#### [Directions]
Nothing in the data is to be left out; copy it exactly.

=== Data supplied ===

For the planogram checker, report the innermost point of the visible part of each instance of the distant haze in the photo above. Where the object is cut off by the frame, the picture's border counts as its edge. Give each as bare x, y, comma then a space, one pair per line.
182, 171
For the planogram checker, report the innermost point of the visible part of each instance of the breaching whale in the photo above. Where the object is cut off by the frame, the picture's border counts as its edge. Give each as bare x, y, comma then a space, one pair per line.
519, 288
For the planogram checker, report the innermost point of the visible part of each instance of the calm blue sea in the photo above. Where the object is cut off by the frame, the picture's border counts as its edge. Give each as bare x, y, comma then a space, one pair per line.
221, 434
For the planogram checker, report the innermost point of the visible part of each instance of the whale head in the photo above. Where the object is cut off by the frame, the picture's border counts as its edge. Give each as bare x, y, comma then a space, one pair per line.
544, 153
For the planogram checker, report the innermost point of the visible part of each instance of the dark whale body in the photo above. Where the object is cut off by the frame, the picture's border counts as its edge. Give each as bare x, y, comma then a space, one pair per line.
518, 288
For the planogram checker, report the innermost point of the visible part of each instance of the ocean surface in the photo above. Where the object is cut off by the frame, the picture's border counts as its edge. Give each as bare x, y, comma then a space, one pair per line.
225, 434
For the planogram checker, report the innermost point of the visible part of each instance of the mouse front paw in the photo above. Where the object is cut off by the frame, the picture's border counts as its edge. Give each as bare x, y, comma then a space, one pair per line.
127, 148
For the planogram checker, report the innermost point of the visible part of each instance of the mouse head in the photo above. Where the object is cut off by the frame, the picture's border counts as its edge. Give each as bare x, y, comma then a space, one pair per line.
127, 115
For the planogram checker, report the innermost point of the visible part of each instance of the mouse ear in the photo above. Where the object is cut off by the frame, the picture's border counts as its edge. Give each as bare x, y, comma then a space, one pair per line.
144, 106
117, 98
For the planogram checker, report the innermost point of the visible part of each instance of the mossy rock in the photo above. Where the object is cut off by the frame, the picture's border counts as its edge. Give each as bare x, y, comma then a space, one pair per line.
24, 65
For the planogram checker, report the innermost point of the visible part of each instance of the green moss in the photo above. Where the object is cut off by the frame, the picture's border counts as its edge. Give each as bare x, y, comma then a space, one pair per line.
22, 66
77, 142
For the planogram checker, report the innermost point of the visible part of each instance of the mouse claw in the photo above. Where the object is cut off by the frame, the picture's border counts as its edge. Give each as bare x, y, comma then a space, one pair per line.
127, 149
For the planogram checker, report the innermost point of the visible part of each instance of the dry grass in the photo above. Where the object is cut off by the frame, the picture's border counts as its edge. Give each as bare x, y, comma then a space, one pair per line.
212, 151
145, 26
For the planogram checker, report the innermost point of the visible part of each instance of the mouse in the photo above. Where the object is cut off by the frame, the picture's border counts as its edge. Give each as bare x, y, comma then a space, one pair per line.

===

#### [Response below]
For the planogram checker, report the innermost point of the visible part of each instance of the distant haze in the photo above. Where the object is cut off by the frame, the picture's border counts as its edge. Give each as bare x, y, comma then a space, one pair per line.
182, 171
For the planogram checker, report the innermost point of the visible part of each instance of the breaching whale in the photo above. Where the object is cut off by the frame, the picture's border counts as its edge. Give each as bare x, y, comma then a space, one pair per line.
519, 288
For the planogram checker, report the innermost point of the visible part of each instance of the calm blue sea in the photo above. Where the object is cut off by the frame, the picture's border counts as its edge. Give each as bare x, y, comma then a space, one pair per line.
221, 434
For the planogram checker, report the innermost point of the visible part of each instance of the whale head in the photo above. Where the object is cut off by the frame, the picture's border counts as its edge. Give each as bare x, y, comma then a space, one pair per line.
544, 153
For the planogram checker, report the innermost point of the visible part of each instance of the dark whale body in the photo above. Where the object is cut off by the frame, the picture's border counts as its edge. Give each as bare x, y, comma then a space, one pair per line.
518, 288
For the planogram checker, report the innermost point of the visible part of each instance of the ocean surface in the photo above. Where the object is cut off by the frame, the picture's border counts as its edge. Give each as bare x, y, comma then a space, one pair per line.
225, 434
For the planogram checker, report the innermost point of the visible part of each instance of the mouse front paw in the photo above. Where the object is cut off by the frame, the picture's border counts as its edge. Give each as bare x, y, comma then a space, one pair per line.
127, 148
For the planogram checker, report the innermost point of the visible part of each instance of the mouse head in the photo above. Where the object is cut off by the frame, the picture's border counts as its edge. Give each as bare x, y, comma then a space, one pair per line.
127, 115
For the planogram checker, report the innermost point of the visible part of each instance of the mouse ear in the photo above. Where the object is cut off by the frame, the picture's border counts as its edge. Give each as bare x, y, comma then a space, one pair per line.
144, 106
117, 98
For the planogram checker, report the innermost point of the visible part of each instance of the mossy rock in the photo above. Where the object is cut off by the frame, the picture's border counts as its edge. Give each as bare x, y, comma then a space, one pair per line.
24, 65
For the planogram checker, report the innermost point of the visible part of each instance of the green moss in the photo above. Where the object is cut off by the frame, the picture's border counts as its edge. Give each as bare x, y, comma then a space, one pair per line.
22, 66
77, 142
For the planogram checker, report the innermost point of the visible part of each instance of the mouse claw in the photo above. Where the object is cut off by the frame, the picture's border counts as its edge. Give each as bare x, y, comma then a space, one pair per line.
127, 149
For the planogram checker, report the innermost point of the visible part of each instance of the dry grass in the photo above. Where the object is cut off by the frame, the picture's border counts as its edge. Give each as bare x, y, comma then a space, one pair per line.
212, 151
145, 26
For the planogram checker, report the innermost point of the visible part of each instance of the mouse in the photo above. Where the object is cut off by the frame, the picture's border counts as its edge. Give each as bare x, y, comma then a space, one pair per line.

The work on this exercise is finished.